--- START Selected extract ---

Re: [RFC] Roundtripping namespaced xml documents for data.xml

Paul Gearon Fri, 23 May 2014 10:01:41 -0700

Hi Herwig,

I spent some time going through the design, and a email thread
(particularly Chouser and Christophe's responses), plus I spent a bit more
time on my own implementation where it was clear that I'd missed some
things.

I've yet to go through your code in fine detail, so I'll still have some
gaps in my knowledge.

On Thu, May 22, 2014 at 2:44 PM, Herwig Hochleitner
<hhochleit...@gmail.com>wrote:

> 2014-05-21 21:06 GMT+02:00 Paul Gearon <gea...@gmail.com>:
>
>
>> Are QNames strictly necessary? Keywords seem to do the trick, and they
>> work in nicely with what already exists.
>>
>> I know that there are some QName forms that are not readable as a
>> keyword, but the XML parsing code will always call (keyword ...) and that
>> holds any kind of QName,
>>
>
> I've argued this at some length on the dev thread. IMO QNames are not
> nessecary, but we want another datatype than keywords.

--- END Selected extract ---
--- START Information shown ---

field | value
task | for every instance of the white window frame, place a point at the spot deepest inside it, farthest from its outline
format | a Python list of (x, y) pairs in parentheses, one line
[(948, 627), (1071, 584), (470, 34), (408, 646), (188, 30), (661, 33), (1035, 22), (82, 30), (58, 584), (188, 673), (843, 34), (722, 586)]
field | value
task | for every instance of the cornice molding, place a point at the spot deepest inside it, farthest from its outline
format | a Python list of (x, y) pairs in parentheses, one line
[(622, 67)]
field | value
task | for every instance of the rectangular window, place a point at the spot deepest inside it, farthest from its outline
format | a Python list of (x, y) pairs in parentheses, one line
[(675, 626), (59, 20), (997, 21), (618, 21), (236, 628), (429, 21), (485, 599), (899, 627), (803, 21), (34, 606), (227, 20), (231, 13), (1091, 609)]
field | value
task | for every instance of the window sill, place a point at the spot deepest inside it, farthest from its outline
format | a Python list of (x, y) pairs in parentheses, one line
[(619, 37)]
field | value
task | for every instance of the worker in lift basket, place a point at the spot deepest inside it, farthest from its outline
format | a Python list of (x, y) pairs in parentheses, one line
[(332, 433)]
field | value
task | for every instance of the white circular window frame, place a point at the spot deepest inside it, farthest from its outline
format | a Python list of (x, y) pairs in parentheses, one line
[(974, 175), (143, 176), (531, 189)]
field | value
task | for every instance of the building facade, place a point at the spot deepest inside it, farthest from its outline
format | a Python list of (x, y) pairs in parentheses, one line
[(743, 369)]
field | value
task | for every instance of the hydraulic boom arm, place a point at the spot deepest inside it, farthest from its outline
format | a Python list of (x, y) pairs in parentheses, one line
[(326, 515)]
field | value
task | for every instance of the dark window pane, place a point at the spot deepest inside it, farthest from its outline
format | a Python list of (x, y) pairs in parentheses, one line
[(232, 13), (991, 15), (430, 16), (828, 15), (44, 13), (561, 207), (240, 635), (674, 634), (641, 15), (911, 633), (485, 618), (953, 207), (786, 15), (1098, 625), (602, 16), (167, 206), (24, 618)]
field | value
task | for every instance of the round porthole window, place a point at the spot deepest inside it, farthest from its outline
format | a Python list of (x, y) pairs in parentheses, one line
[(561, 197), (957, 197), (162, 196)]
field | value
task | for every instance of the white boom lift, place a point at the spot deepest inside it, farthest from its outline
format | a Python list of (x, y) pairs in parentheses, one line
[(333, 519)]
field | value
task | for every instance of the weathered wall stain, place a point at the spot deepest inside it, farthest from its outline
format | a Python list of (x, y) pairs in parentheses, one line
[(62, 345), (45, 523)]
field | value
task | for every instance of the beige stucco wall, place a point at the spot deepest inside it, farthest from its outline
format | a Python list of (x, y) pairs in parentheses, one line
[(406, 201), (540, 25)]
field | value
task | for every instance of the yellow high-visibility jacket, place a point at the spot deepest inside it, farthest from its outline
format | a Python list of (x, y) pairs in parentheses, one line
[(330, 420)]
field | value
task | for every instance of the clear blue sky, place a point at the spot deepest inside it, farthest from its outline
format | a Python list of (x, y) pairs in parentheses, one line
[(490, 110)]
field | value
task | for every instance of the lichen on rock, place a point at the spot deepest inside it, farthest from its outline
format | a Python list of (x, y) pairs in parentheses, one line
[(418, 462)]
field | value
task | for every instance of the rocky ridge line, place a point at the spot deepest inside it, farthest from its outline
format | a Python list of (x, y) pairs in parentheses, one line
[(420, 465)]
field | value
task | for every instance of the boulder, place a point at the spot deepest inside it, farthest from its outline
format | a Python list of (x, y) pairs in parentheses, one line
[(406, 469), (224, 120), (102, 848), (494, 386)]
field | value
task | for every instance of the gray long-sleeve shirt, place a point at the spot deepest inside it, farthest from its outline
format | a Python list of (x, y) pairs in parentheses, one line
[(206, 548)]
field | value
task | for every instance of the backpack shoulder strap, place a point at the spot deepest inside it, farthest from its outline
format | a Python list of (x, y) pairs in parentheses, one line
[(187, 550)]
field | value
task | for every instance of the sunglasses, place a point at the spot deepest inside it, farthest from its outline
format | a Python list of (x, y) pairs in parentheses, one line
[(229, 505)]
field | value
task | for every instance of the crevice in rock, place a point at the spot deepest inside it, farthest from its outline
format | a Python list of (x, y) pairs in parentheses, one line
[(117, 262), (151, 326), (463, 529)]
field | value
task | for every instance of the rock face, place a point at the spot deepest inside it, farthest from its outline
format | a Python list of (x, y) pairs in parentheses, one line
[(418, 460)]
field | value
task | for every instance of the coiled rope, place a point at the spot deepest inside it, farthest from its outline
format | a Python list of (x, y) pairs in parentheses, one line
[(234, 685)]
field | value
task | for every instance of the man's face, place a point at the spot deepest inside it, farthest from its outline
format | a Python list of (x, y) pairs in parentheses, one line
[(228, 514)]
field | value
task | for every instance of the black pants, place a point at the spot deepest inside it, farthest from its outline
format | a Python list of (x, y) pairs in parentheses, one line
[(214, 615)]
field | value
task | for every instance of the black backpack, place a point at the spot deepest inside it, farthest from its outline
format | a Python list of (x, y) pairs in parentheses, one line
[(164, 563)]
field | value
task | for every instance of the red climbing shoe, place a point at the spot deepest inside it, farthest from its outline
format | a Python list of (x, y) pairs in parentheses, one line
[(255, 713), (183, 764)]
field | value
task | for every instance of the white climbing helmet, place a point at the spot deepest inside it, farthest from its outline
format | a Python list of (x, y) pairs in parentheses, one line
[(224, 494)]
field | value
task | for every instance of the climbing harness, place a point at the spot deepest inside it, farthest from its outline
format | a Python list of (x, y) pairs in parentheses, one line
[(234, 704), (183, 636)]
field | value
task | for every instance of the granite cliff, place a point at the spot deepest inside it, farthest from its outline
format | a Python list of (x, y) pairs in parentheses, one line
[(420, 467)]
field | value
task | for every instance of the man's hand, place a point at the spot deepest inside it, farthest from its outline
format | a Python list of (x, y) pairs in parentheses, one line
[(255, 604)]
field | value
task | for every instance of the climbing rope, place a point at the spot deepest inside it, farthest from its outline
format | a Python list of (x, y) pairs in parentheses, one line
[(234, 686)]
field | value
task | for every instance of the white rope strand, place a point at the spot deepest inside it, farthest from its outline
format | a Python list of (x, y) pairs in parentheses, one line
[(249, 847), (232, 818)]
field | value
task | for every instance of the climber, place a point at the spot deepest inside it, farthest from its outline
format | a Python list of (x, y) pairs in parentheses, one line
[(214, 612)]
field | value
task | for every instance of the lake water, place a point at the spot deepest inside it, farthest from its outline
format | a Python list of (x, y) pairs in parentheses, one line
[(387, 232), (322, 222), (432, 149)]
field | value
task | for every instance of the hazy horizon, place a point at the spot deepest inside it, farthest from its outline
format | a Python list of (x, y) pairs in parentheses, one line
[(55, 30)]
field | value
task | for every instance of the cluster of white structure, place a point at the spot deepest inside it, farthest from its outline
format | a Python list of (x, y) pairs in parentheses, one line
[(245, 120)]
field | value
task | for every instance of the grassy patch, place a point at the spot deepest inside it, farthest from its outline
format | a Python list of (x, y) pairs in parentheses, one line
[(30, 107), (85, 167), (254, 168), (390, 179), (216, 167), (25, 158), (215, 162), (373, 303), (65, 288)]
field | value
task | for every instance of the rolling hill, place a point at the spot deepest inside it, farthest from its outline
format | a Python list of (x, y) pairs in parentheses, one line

--- END Information shown ---

▶ **Request A**
Answer these questions about the message on roundtripping namespaced XML documents, one line each:
(i) Whose responses in the email thread does Paul Gearon say he paid particular attention to?
(ii) On what date and at what time did Herwig Hochleitner write the reply that the message quotes?
(iii) In the quoted reply, what does Herwig Hochleitner say is wanted instead of keywords?
▶ **Request B**
Find every line of the listing that contains the word "climbing", and copy each one. Case counts.

▶ **Written reply A**
(i) Chouser and Christophe's.
(ii) Thursday, May 22, 2014, at 2:44 PM.
(iii) Another datatype than keywords.

▶ **Written reply B**
task | for every instance of the red climbing shoe, place a point at the spot deepest inside it, farthest from its outline
task | for every instance of the white climbing helmet, place a point at the spot deepest inside it, farthest from its outline
task | for every instance of the climbing harness, place a point at the spot deepest inside it, farthest from its outline
task | for every instance of the climbing rope, place a point at the spot deepest inside it, farthest from its outline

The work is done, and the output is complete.